=== GIVEN REQUEST ===
Without the images, write out all of the following entries exactly.

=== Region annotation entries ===

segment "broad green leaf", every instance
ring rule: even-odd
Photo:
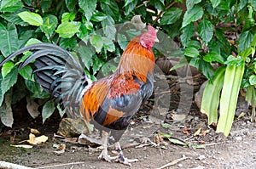
[[[0,50],[7,57],[18,49],[18,34],[15,25],[8,24],[7,26],[0,23]]]
[[[9,22],[11,22],[15,25],[26,26],[29,25],[27,22],[23,21],[20,16],[17,15],[17,14],[15,13],[6,13],[6,14],[0,14],[2,18],[6,20]]]
[[[104,0],[100,2],[101,8],[105,14],[109,14],[114,20],[119,18],[119,8],[116,1]]]
[[[240,35],[239,41],[238,41],[238,51],[239,53],[243,52],[252,43],[254,33],[251,31],[247,31],[242,32]]]
[[[102,37],[100,35],[93,35],[90,38],[91,45],[96,48],[97,53],[100,53],[103,47]]]
[[[78,44],[77,39],[73,37],[71,38],[61,38],[60,46],[63,48],[74,48]]]
[[[182,9],[178,8],[171,8],[167,9],[160,20],[160,25],[169,25],[175,23],[177,20],[180,19],[182,14]]]
[[[43,18],[44,24],[40,26],[42,31],[46,35],[49,35],[54,32],[57,27],[58,19],[55,15],[48,14]]]
[[[59,33],[60,37],[70,38],[79,32],[79,28],[80,22],[63,22],[58,26],[55,31]]]
[[[76,18],[75,14],[64,13],[61,16],[61,23],[73,21],[75,18]]]
[[[195,1],[187,0],[186,1],[187,10],[190,10],[194,7],[194,5],[195,5],[201,2],[201,0],[195,0]]]
[[[218,7],[218,5],[220,3],[220,2],[221,2],[221,0],[211,0],[213,8]]]
[[[92,16],[92,13],[96,10],[97,1],[96,0],[79,0],[79,7],[84,10],[84,14],[89,21]]]
[[[207,54],[203,59],[207,62],[212,63],[212,62],[218,62],[218,63],[224,63],[223,57],[215,51],[211,51],[210,53]]]
[[[204,14],[202,7],[200,5],[195,5],[191,10],[187,10],[183,16],[183,25],[182,27],[185,27],[191,22],[196,21],[201,19]]]
[[[193,23],[183,28],[183,33],[181,35],[181,42],[184,47],[189,47],[189,42],[195,33],[195,25]],[[199,48],[198,48],[199,49]]]
[[[43,25],[44,21],[42,17],[36,13],[24,11],[19,13],[18,15],[21,18],[21,20],[32,25]]]
[[[134,10],[134,8],[136,7],[137,3],[137,0],[125,0],[125,14],[127,16],[128,14],[130,14],[130,13]]]
[[[20,33],[19,41],[18,41],[18,48],[21,48],[25,44],[32,39],[32,37],[34,35],[34,30],[26,30]]]
[[[241,64],[239,66],[228,65],[226,68],[216,130],[224,132],[225,136],[228,136],[231,130],[244,67],[245,64]]]
[[[185,48],[184,55],[190,58],[195,58],[199,56],[199,51],[194,47],[189,47],[188,48]]]
[[[2,76],[4,78],[14,68],[15,64],[11,61],[6,62],[2,67]]]
[[[45,120],[48,119],[55,110],[55,106],[54,100],[49,100],[44,104],[42,110],[43,123],[44,123]]]
[[[241,65],[243,64],[243,59],[241,59],[241,57],[234,57],[233,55],[230,55],[227,58],[227,61],[224,62],[224,64],[228,65]]]
[[[18,77],[18,68],[13,67],[10,72],[9,72],[1,82],[2,93],[4,94],[11,87],[13,87]]]
[[[69,12],[75,13],[76,11],[76,5],[77,0],[65,0],[66,7],[68,8]]]
[[[207,20],[202,20],[198,25],[198,33],[207,46],[213,36],[213,25]]]
[[[95,22],[101,22],[106,18],[108,18],[108,16],[104,13],[97,12],[91,16],[90,20]]]
[[[106,37],[111,40],[114,40],[116,28],[113,19],[110,15],[108,15],[108,17],[102,21],[102,25]]]
[[[2,0],[0,3],[0,12],[3,13],[16,12],[23,7],[23,3],[20,0]]]

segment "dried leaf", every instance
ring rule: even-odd
[[[35,128],[30,128],[30,132],[32,134],[40,134],[40,132]]]
[[[12,145],[12,144],[10,144],[10,146],[12,146],[12,147],[17,147],[17,148],[24,148],[24,149],[32,149],[33,147],[32,145],[27,145],[27,144],[19,144],[19,145]]]
[[[48,140],[47,136],[43,135],[43,136],[36,137],[34,134],[30,133],[29,139],[27,140],[27,142],[32,144],[40,144],[42,143],[46,142],[47,140]]]

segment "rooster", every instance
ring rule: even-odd
[[[62,108],[78,107],[85,123],[94,124],[102,132],[103,149],[99,159],[131,166],[137,159],[129,160],[124,156],[119,139],[131,117],[153,93],[154,56],[152,47],[155,42],[158,42],[155,30],[148,25],[146,32],[128,43],[116,70],[96,82],[91,82],[84,73],[83,64],[72,54],[49,43],[25,47],[7,57],[0,66],[26,51],[32,52],[20,68],[35,60],[36,82],[55,97]],[[115,144],[118,153],[115,157],[108,154],[108,138]]]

=== ANSWER BELOW ===
segment "broad green leaf", every instance
ring rule: even-odd
Photo:
[[[0,50],[7,57],[18,49],[18,34],[15,25],[8,24],[7,26],[0,23]]]
[[[9,22],[11,22],[15,25],[26,26],[29,25],[27,22],[23,21],[20,16],[17,15],[17,14],[15,13],[6,13],[6,14],[0,14],[2,18],[6,20]]]
[[[104,0],[100,2],[101,8],[105,14],[109,14],[114,20],[119,18],[119,8],[116,1]]]
[[[240,35],[239,41],[238,41],[238,51],[239,53],[243,52],[252,43],[254,33],[251,31],[247,31],[242,32]]]
[[[102,37],[100,35],[93,35],[90,38],[91,45],[96,48],[97,53],[100,53],[103,47]]]
[[[78,44],[77,39],[73,37],[71,38],[61,38],[60,46],[63,48],[74,48]]]
[[[182,9],[178,8],[171,8],[167,9],[160,20],[160,25],[169,25],[175,23],[177,20],[180,19],[182,14]]]
[[[43,18],[44,24],[40,26],[42,31],[46,35],[49,35],[54,32],[57,27],[58,19],[55,15],[48,14]]]
[[[59,33],[60,37],[70,38],[79,32],[79,28],[80,22],[63,22],[58,26],[55,31]]]
[[[76,18],[75,14],[64,13],[61,16],[61,23],[73,21],[75,18]]]
[[[195,1],[187,0],[186,1],[187,10],[190,10],[194,7],[194,5],[195,5],[201,2],[201,0],[195,0]]]
[[[218,7],[218,5],[220,3],[220,2],[221,2],[221,0],[211,0],[213,8]]]
[[[92,16],[92,13],[96,10],[97,1],[96,0],[79,0],[79,7],[84,10],[84,14],[89,21]]]
[[[207,54],[203,59],[207,62],[212,63],[212,62],[218,62],[218,63],[224,63],[223,57],[215,51],[211,51],[210,53]]]
[[[204,14],[202,7],[200,5],[195,5],[191,10],[187,10],[183,16],[183,25],[182,27],[185,27],[191,22],[196,21],[201,19]]]
[[[193,23],[183,28],[183,33],[181,35],[181,42],[184,47],[189,47],[189,42],[195,33],[195,25]],[[199,48],[198,48],[199,49]]]
[[[43,25],[44,21],[42,17],[36,13],[24,11],[19,13],[18,15],[21,18],[21,20],[32,25]]]
[[[134,10],[134,8],[136,7],[137,3],[137,0],[125,0],[125,14],[127,16],[128,14],[130,14],[130,13]]]
[[[20,33],[19,41],[18,41],[18,48],[21,48],[25,44],[32,39],[32,37],[34,35],[34,30],[26,30]]]
[[[241,64],[239,66],[228,65],[226,68],[216,130],[224,132],[225,136],[228,136],[231,130],[244,67],[245,64]]]
[[[185,48],[184,55],[190,58],[195,58],[199,56],[199,51],[194,47],[189,47],[188,48]]]
[[[2,76],[4,78],[14,68],[15,64],[11,61],[6,62],[2,67]]]
[[[45,120],[48,119],[55,110],[55,106],[54,100],[49,100],[44,104],[42,110],[43,123],[44,123]]]
[[[241,65],[243,64],[243,59],[241,59],[241,57],[234,57],[233,55],[230,55],[227,58],[227,61],[224,62],[224,64],[228,65]]]
[[[18,77],[18,68],[13,67],[10,72],[9,72],[1,82],[2,93],[4,94],[11,87],[13,87]]]
[[[69,12],[75,13],[76,11],[76,5],[77,0],[65,0],[66,7],[68,8]]]
[[[207,20],[202,20],[198,25],[198,33],[207,46],[213,36],[213,25]]]
[[[95,22],[101,22],[106,18],[108,18],[108,16],[104,13],[97,12],[91,16],[90,20]]]
[[[106,37],[111,40],[114,40],[116,28],[113,19],[110,15],[108,15],[108,17],[102,21],[102,25]]]
[[[2,0],[0,3],[0,12],[3,13],[16,12],[23,7],[23,3],[20,0]]]

segment "dried leaf", every instance
ring rule: even-odd
[[[35,128],[30,128],[30,132],[32,134],[40,134],[40,132]]]
[[[12,145],[12,144],[10,144],[10,146],[12,146],[12,147],[17,147],[17,148],[24,148],[24,149],[32,149],[33,147],[32,145],[27,145],[27,144],[19,144],[19,145]]]
[[[48,140],[47,136],[43,135],[43,136],[36,137],[34,134],[30,133],[29,139],[27,140],[27,142],[32,144],[40,144],[42,143],[46,142],[47,140]]]

segment "rooster", every instance
ring rule: even-odd
[[[62,108],[78,107],[85,123],[94,124],[102,132],[103,149],[99,159],[131,166],[137,159],[129,160],[124,156],[119,139],[131,117],[153,93],[154,56],[152,47],[155,42],[158,42],[155,30],[148,25],[146,32],[128,43],[116,70],[96,82],[91,82],[84,73],[83,64],[72,54],[49,43],[25,47],[7,57],[0,66],[26,51],[32,52],[20,68],[35,60],[36,82],[55,97]],[[115,144],[118,153],[115,157],[108,154],[108,138]]]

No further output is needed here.